**Goal of the exercise**
Revise the lines below by replacing "--holes=even-odd" with "--holes=nonzero" in every item, leaving everything else unchanged.

======== Supplied data

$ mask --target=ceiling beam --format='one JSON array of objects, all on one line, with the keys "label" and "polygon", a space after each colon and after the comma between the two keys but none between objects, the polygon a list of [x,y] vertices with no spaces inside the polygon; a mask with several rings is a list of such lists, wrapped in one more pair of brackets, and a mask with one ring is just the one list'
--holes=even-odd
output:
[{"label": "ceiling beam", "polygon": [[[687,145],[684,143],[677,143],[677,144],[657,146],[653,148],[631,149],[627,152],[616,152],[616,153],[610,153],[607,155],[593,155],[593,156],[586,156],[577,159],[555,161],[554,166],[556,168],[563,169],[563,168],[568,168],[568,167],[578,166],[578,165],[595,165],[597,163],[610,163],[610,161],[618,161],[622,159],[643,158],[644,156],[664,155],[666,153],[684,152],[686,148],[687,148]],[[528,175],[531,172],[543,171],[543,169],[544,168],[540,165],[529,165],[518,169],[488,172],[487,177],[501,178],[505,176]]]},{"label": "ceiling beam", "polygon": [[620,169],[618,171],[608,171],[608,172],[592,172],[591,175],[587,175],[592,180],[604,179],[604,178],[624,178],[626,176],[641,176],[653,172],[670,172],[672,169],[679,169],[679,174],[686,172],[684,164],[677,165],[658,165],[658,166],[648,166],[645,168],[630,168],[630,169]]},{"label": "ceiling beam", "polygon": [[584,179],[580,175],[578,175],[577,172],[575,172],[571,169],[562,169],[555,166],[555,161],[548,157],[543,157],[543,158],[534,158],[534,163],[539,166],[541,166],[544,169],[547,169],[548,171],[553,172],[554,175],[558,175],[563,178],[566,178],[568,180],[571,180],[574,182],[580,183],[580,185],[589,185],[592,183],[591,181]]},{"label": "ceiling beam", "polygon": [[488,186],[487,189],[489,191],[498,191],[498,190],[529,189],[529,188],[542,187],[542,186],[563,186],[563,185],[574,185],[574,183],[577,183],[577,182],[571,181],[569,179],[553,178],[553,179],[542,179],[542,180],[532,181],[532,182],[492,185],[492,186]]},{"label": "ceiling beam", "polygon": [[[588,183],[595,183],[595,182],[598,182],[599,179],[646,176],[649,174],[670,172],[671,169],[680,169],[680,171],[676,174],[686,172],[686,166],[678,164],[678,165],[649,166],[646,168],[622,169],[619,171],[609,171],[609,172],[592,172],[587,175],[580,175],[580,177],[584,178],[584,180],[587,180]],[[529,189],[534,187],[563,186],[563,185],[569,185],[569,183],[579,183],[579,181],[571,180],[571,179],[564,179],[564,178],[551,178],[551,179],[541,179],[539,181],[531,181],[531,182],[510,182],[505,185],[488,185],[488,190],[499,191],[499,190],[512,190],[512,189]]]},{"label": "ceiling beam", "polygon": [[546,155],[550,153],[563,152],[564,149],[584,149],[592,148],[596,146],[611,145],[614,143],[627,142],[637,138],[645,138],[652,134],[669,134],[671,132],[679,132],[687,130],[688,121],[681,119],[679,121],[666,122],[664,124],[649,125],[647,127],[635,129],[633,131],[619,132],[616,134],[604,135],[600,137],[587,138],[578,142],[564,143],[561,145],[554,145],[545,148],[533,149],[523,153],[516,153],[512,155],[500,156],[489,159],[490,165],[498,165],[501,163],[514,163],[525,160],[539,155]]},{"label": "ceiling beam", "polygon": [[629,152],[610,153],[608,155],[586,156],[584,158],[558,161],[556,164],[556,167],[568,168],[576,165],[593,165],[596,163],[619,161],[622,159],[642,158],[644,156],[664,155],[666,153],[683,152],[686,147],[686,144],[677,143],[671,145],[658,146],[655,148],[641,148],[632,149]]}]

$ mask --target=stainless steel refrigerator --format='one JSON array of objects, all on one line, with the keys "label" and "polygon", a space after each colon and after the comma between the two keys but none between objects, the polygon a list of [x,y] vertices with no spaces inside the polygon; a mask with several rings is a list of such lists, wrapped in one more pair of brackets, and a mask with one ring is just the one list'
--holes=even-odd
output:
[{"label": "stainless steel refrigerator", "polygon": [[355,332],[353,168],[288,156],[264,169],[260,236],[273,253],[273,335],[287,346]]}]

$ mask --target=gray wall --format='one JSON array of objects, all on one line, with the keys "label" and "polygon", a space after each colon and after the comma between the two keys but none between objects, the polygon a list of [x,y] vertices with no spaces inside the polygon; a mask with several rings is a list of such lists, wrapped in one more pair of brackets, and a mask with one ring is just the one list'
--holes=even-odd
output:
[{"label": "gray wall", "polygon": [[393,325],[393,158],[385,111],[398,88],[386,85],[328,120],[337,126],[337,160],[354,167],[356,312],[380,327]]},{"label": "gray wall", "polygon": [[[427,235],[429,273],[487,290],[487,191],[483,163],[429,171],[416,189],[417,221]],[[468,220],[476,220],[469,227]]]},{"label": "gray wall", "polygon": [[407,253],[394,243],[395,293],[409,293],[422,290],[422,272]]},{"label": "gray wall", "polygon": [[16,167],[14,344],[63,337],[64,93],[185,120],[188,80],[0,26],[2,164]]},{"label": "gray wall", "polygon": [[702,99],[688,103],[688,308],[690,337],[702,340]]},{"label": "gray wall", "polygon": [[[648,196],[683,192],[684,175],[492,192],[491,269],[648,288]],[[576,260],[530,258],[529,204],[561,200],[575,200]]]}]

================

**Expected answer**
$ mask --target=ceiling beam --format='one JSON array of objects, all on one line, with the keys "label" and "polygon", a space after each colon and after the comma between the two keys but none between objects, the polygon a list of [x,y] vertices with no spaces inside the polygon; a mask with several rings is a list of such lists, wrapped in one more pair of brackets, and a mask with one ring is just the one list'
--holes=nonzero
output:
[{"label": "ceiling beam", "polygon": [[[687,145],[684,143],[677,143],[677,144],[657,146],[653,148],[631,149],[627,152],[616,152],[616,153],[610,153],[607,155],[593,155],[593,156],[586,156],[577,159],[555,161],[554,166],[556,168],[563,169],[563,168],[568,168],[568,167],[578,166],[578,165],[595,165],[597,163],[610,163],[610,161],[618,161],[622,159],[643,158],[644,156],[664,155],[666,153],[684,152],[686,148],[687,148]],[[528,175],[531,172],[543,171],[543,169],[544,168],[540,165],[529,165],[518,169],[488,172],[487,177],[501,178],[505,176]]]},{"label": "ceiling beam", "polygon": [[620,169],[618,171],[608,171],[608,172],[592,172],[591,175],[587,175],[592,180],[604,179],[604,178],[624,178],[626,176],[641,176],[653,172],[670,172],[672,169],[679,169],[679,174],[686,172],[684,164],[677,165],[658,165],[658,166],[648,166],[645,168],[630,168],[630,169]]},{"label": "ceiling beam", "polygon": [[584,179],[580,175],[578,175],[577,172],[575,172],[571,169],[562,169],[555,166],[555,161],[548,157],[543,157],[543,158],[534,158],[534,163],[539,166],[541,166],[544,169],[547,169],[548,171],[553,172],[554,175],[558,175],[563,178],[566,178],[568,180],[571,180],[574,182],[580,183],[580,185],[589,185],[592,183],[591,181]]},{"label": "ceiling beam", "polygon": [[488,186],[487,189],[489,191],[498,191],[498,190],[529,189],[529,188],[542,187],[542,186],[563,186],[563,185],[574,185],[574,183],[577,183],[577,182],[571,181],[569,179],[553,178],[553,179],[542,179],[542,180],[532,181],[532,182],[492,185],[492,186]]},{"label": "ceiling beam", "polygon": [[[588,183],[595,183],[595,182],[598,182],[599,179],[646,176],[649,174],[670,172],[671,169],[680,169],[680,171],[676,174],[686,172],[686,166],[678,164],[678,165],[649,166],[646,168],[622,169],[619,171],[609,171],[609,172],[592,172],[587,175],[580,175],[580,177],[584,178],[584,180],[587,180]],[[529,189],[534,187],[563,186],[563,185],[569,185],[569,183],[579,183],[579,181],[571,180],[571,179],[564,179],[564,178],[551,178],[551,179],[541,179],[539,181],[531,181],[531,182],[510,182],[505,185],[488,185],[488,190],[499,191],[499,190],[512,190],[512,189]]]},{"label": "ceiling beam", "polygon": [[546,155],[550,153],[563,152],[564,149],[584,149],[592,148],[596,146],[611,145],[614,143],[627,142],[637,138],[645,138],[652,134],[669,134],[671,132],[679,132],[687,130],[688,121],[681,119],[679,121],[666,122],[664,124],[649,125],[647,127],[635,129],[633,131],[619,132],[616,134],[604,135],[600,137],[587,138],[578,142],[564,143],[561,145],[554,145],[545,148],[533,149],[523,153],[516,153],[512,155],[500,156],[489,159],[490,165],[498,165],[501,163],[514,163],[525,160],[539,155]]},{"label": "ceiling beam", "polygon": [[629,152],[610,153],[608,155],[586,156],[584,158],[558,161],[556,164],[556,167],[568,168],[576,165],[593,165],[596,163],[619,161],[622,159],[642,158],[644,156],[664,155],[666,153],[683,152],[686,147],[686,144],[677,143],[671,145],[658,146],[655,148],[641,148],[632,149]]}]

$ mask --target=stainless steel refrigerator --format='one JSON array of objects, all on one line, with the keys "label" and "polygon", a space after each colon and after the comma between the two keys but none between objects, the polygon a list of [x,y] vertices with no spaces inside the polygon; a mask with several rings is a list of such lists, wrapped in one more pair of brackets, and a mask with one ring is just the one list'
--holes=nonzero
output:
[{"label": "stainless steel refrigerator", "polygon": [[355,332],[353,168],[288,156],[264,169],[260,236],[273,253],[273,335],[287,346]]}]

$ mask --target=gray wall --format='one JSON array of objects, all on one line, with the keys "label" and "polygon", a space after each colon and after the comma between the two keys but none between objects, the polygon a list of [x,y] vertices with no spaces inside the polygon; a mask with several rings is a list of such lists, wrapped in one more pair of brackets, and a mask with one ring is just the one list'
--holes=nonzero
output:
[{"label": "gray wall", "polygon": [[393,325],[393,158],[385,111],[398,88],[386,85],[328,120],[337,126],[337,160],[354,167],[356,312],[380,327]]},{"label": "gray wall", "polygon": [[[427,235],[429,273],[487,290],[487,191],[483,163],[429,171],[416,189],[417,221]],[[468,220],[476,220],[469,227]]]},{"label": "gray wall", "polygon": [[407,253],[394,243],[395,293],[409,293],[422,290],[422,272]]},{"label": "gray wall", "polygon": [[16,167],[14,344],[63,337],[64,93],[185,120],[188,80],[0,26],[2,164]]},{"label": "gray wall", "polygon": [[702,99],[688,103],[688,308],[690,337],[702,340]]},{"label": "gray wall", "polygon": [[[648,196],[683,192],[684,175],[492,192],[491,269],[648,288]],[[576,260],[530,258],[529,204],[561,200],[575,200]]]}]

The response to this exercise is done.